* SOURCE INFORMATION:
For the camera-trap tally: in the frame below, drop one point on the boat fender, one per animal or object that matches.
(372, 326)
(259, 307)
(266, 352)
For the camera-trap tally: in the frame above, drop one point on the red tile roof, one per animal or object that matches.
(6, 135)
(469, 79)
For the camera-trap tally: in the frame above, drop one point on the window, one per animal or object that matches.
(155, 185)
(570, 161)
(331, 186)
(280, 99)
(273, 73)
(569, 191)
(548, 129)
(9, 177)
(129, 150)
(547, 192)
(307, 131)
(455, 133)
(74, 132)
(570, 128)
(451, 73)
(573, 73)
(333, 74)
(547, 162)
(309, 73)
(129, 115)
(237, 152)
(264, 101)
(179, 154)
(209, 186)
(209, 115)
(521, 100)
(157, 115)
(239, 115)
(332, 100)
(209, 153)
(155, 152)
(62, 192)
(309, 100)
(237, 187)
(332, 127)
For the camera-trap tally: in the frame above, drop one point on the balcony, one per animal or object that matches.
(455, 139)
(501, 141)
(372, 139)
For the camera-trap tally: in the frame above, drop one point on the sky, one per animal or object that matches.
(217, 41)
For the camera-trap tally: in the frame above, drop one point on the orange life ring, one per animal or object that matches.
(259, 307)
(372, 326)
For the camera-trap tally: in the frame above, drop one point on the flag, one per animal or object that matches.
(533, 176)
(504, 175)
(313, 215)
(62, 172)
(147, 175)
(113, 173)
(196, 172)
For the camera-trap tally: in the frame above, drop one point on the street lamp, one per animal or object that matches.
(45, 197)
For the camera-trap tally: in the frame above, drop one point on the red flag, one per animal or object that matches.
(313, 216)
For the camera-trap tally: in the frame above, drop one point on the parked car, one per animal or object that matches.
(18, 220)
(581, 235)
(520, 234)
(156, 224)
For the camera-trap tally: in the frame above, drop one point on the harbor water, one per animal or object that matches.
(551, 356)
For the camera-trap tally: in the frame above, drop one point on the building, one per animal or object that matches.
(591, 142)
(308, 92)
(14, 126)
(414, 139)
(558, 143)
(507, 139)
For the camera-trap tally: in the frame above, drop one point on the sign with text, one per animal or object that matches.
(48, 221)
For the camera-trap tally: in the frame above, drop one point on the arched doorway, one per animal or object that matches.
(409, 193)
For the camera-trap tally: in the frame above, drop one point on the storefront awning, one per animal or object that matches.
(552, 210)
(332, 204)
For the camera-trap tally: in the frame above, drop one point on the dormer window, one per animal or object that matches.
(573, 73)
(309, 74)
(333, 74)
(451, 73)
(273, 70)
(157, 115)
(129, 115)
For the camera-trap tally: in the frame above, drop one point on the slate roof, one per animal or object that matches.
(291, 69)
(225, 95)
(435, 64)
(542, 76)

* DIRECTIONS FOR THIS TASK: Every entry is to be copied exactly, with none omitted.

* RESPONSE TO THIS EXERCISE:
For the camera-trap tally: in the frame below, drop one point on the boat fender, one per animal or object that matches.
(372, 326)
(259, 307)
(266, 352)
For the camera-trap tally: in the frame above, drop one point on the red tile roof, one per animal or object that matches.
(6, 135)
(469, 79)
For the camera-trap tally: in the frame above, drop one point on the window, one per animal or object that matches.
(155, 185)
(570, 161)
(331, 186)
(280, 99)
(273, 73)
(569, 191)
(548, 129)
(9, 177)
(129, 150)
(547, 192)
(307, 131)
(455, 133)
(74, 132)
(570, 128)
(451, 73)
(573, 73)
(333, 74)
(547, 162)
(309, 73)
(129, 115)
(237, 152)
(264, 101)
(179, 154)
(209, 186)
(209, 115)
(521, 100)
(157, 115)
(239, 115)
(332, 100)
(209, 153)
(155, 152)
(62, 192)
(309, 100)
(237, 187)
(332, 127)
For the camera-trap tally: in the frame above, drop one point on the balcony, one per animal or object that matches.
(455, 139)
(501, 141)
(372, 139)
For the camera-trap tally: in the frame above, drop one point on the sky, one per animal or object that matches.
(217, 41)
For the camera-trap tally: in the frame above, drop one point on the orange life ring, one per animal or object that matches.
(259, 307)
(372, 326)
For the camera-trap tally: in the frame above, drop one point on the flag, one per animal or object that matches.
(533, 176)
(504, 175)
(313, 215)
(62, 172)
(147, 175)
(113, 173)
(196, 172)
For the camera-trap tally: in the frame above, drop one point on the street lamp, one per animal or object that matches.
(45, 197)
For the camera-trap tally: in the frame above, drop one point on the red flag, one per animal or object that matches.
(313, 216)
For the camera-trap tally: in the frame above, drop one point on the parked car, one per animal or object that matches.
(18, 220)
(581, 235)
(520, 234)
(156, 224)
For the camera-trap tally: in the frame above, drop one point on the harbor water, one per animal or object that matches.
(551, 356)
For the camera-trap tally: in the frame above, drop one point on the building, one per animal or object that matches.
(591, 142)
(308, 92)
(14, 126)
(414, 139)
(558, 143)
(507, 139)
For the camera-trap tally: in the frame above, drop one point on the sign with text, one per animal or object that matches.
(48, 221)
For the camera-trap tally: in the frame above, drop one point on the arched doorway, one per animal or object that matches.
(409, 193)
For the camera-trap tally: in the frame above, drop one point on the storefront awning, one per animal or object that matches.
(552, 210)
(332, 204)
For the camera-trap tally: in the frame above, drop one point on the dormer window, one per animal or object that matches.
(573, 73)
(309, 74)
(333, 74)
(451, 73)
(273, 70)
(157, 115)
(129, 115)
For the camera-trap tally: in the frame above, drop one point on the slate roof, one per animal or object that matches.
(291, 69)
(225, 95)
(435, 64)
(542, 76)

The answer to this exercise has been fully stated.